■ Exercise prompt ■
Give only the number of lines in the material below that contain the word "doorway", matching case exactly.

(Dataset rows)
────────────────────

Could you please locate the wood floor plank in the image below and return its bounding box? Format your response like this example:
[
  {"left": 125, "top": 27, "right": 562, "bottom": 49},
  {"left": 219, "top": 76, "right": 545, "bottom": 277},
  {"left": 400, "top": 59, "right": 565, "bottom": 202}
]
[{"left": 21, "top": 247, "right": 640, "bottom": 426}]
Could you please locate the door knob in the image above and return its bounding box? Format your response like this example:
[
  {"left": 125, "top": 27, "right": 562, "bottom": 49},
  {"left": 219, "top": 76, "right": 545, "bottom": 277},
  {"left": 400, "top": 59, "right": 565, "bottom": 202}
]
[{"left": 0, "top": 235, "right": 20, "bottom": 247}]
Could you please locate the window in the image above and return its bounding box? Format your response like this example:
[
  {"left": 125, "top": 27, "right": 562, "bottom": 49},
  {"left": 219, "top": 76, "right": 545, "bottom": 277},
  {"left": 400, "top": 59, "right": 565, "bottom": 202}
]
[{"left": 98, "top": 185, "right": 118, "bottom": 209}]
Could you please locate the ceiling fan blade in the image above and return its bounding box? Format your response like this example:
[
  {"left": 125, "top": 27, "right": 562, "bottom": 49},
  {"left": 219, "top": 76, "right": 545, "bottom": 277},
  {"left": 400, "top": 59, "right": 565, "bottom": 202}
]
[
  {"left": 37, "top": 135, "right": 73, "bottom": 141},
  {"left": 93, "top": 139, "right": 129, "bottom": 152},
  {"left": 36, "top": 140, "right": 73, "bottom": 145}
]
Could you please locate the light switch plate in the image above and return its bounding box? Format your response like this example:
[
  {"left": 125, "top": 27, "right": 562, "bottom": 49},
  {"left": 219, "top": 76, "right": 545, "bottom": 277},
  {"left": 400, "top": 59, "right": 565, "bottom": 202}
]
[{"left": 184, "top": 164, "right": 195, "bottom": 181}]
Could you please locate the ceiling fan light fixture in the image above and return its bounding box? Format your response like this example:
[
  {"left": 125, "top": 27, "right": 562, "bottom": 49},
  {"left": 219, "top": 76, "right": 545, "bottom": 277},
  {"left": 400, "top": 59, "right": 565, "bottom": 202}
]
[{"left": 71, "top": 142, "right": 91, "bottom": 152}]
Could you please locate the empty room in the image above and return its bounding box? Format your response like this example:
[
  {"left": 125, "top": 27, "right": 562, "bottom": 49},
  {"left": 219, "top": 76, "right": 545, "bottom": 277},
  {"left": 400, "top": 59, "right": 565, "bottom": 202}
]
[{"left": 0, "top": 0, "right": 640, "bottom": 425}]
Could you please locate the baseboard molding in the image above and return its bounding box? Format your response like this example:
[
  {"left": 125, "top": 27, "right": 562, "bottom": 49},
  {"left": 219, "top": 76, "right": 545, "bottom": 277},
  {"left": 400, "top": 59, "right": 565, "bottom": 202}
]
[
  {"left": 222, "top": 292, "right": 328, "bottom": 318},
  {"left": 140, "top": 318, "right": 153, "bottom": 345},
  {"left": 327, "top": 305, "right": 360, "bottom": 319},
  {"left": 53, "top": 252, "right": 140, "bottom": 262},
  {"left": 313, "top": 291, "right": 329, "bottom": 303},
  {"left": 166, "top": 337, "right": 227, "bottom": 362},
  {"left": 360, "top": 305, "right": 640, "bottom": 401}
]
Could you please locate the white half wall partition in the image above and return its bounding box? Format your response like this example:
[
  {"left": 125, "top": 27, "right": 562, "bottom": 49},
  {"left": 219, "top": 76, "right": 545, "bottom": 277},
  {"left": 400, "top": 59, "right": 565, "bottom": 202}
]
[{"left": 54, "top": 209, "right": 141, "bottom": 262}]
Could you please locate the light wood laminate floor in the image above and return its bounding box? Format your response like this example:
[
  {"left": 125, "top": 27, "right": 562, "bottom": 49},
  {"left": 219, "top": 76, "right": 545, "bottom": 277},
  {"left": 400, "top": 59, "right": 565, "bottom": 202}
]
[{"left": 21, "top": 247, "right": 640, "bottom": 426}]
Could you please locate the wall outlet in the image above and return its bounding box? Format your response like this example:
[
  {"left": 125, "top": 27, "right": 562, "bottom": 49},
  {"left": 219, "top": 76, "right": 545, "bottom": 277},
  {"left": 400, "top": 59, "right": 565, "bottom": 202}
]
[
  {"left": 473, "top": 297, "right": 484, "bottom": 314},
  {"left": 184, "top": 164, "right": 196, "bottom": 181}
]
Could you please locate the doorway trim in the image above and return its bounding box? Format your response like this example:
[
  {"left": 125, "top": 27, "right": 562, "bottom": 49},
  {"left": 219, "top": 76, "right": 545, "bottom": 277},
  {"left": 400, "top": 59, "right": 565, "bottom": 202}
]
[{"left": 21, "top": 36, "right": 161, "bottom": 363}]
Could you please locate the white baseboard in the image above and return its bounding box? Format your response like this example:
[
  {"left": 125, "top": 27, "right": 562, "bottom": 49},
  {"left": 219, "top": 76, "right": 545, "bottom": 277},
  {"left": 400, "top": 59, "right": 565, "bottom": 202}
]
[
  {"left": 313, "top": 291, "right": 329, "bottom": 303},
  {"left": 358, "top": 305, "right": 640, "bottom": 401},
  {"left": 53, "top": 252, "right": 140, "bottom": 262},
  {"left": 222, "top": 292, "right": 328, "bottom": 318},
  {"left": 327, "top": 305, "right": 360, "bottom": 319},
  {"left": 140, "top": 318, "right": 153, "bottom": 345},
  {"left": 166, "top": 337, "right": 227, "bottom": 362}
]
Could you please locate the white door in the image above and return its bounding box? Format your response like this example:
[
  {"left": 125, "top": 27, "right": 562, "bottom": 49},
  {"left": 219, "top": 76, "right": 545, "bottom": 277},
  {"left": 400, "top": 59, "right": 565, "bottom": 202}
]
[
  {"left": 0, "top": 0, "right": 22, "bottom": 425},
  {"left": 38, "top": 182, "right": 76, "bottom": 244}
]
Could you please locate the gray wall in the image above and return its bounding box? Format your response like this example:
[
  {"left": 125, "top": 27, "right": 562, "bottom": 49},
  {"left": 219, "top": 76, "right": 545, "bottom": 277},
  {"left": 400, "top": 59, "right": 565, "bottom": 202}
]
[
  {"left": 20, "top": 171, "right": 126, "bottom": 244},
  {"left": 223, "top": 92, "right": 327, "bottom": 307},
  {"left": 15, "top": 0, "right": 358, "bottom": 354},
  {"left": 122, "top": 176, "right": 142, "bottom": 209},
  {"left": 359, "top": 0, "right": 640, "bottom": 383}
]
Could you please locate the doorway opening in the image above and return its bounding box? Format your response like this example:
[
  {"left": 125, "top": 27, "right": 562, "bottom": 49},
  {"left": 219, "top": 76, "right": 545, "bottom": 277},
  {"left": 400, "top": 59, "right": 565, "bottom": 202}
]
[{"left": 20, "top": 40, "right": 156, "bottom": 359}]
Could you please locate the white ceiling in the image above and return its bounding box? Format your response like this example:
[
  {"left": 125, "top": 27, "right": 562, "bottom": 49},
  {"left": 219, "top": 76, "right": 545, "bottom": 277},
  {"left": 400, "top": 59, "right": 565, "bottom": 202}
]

────────────────────

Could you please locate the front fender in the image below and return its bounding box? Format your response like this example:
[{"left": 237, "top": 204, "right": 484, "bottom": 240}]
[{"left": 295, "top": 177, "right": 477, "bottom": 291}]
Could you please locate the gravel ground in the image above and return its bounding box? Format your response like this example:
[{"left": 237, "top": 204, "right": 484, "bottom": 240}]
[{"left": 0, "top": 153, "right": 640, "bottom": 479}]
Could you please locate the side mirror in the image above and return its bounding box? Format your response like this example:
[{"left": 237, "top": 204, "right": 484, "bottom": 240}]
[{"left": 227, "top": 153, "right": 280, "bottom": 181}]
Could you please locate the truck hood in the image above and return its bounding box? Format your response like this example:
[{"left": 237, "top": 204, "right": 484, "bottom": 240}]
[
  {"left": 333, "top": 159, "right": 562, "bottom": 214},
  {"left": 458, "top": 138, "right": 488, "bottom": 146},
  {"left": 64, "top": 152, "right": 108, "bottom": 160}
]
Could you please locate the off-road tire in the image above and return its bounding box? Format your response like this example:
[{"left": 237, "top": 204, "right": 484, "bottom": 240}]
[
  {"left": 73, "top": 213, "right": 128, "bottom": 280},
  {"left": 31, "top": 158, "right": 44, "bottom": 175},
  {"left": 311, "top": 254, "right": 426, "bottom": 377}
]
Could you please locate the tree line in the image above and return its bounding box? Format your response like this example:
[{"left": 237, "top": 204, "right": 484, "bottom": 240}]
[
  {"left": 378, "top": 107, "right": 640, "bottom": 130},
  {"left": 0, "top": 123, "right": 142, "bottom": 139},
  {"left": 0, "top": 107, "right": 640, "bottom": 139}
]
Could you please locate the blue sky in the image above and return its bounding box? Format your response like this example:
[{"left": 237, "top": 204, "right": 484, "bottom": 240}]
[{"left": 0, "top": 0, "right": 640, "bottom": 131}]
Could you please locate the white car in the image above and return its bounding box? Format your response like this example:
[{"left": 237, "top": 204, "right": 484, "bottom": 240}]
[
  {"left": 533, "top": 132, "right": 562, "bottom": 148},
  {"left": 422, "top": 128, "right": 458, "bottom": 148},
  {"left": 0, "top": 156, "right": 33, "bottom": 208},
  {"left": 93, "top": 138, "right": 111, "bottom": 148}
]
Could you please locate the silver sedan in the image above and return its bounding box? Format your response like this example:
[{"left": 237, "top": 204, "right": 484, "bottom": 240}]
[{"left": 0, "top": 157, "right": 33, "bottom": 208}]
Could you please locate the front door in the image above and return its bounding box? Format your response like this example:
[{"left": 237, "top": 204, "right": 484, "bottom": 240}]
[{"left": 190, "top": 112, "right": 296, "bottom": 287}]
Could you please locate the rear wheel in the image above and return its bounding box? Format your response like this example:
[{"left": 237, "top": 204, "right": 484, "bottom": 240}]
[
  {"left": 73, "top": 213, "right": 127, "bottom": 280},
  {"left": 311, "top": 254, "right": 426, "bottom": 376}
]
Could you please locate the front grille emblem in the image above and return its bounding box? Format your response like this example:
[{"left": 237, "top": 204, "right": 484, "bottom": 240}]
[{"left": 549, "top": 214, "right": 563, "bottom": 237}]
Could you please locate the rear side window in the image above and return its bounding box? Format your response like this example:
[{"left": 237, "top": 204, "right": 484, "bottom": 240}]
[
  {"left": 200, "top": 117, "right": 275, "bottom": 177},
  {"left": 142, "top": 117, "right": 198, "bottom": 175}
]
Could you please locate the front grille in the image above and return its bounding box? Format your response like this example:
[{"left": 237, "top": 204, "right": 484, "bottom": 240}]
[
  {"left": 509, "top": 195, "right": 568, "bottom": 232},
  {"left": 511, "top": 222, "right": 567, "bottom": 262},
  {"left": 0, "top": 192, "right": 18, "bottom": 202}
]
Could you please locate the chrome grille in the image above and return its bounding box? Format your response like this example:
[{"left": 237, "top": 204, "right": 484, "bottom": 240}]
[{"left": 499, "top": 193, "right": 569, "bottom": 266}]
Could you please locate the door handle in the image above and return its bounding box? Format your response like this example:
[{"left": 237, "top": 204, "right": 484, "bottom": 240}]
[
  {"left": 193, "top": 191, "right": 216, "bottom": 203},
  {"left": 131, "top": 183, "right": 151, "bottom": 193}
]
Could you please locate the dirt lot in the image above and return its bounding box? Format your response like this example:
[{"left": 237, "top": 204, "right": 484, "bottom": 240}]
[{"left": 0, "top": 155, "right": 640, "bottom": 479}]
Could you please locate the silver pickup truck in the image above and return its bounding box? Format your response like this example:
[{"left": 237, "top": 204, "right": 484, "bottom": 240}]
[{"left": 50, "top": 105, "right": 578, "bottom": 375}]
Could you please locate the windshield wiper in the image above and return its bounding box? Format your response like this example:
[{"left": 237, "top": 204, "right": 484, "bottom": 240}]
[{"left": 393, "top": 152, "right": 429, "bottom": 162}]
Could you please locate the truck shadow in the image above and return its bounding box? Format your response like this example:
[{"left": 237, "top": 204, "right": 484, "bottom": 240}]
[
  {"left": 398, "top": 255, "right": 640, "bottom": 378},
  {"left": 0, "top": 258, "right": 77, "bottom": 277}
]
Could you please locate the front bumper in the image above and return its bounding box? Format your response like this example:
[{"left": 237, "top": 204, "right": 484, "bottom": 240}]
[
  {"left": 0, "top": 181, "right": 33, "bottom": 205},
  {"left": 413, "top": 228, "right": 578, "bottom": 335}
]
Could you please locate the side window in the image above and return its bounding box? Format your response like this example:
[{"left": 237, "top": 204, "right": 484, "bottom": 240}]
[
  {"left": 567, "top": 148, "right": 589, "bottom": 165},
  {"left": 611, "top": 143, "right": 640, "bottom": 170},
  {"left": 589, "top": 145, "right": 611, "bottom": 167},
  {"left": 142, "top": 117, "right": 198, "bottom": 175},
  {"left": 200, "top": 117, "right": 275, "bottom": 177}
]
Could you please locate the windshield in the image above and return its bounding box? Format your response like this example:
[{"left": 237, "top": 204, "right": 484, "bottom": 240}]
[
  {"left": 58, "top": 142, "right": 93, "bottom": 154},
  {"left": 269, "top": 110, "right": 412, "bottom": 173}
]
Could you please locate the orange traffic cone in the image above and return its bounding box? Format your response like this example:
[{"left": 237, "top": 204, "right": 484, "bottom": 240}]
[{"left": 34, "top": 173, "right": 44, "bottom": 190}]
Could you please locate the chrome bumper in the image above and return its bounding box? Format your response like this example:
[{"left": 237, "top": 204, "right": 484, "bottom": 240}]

────────────────────

■ Result for this exercise ■
2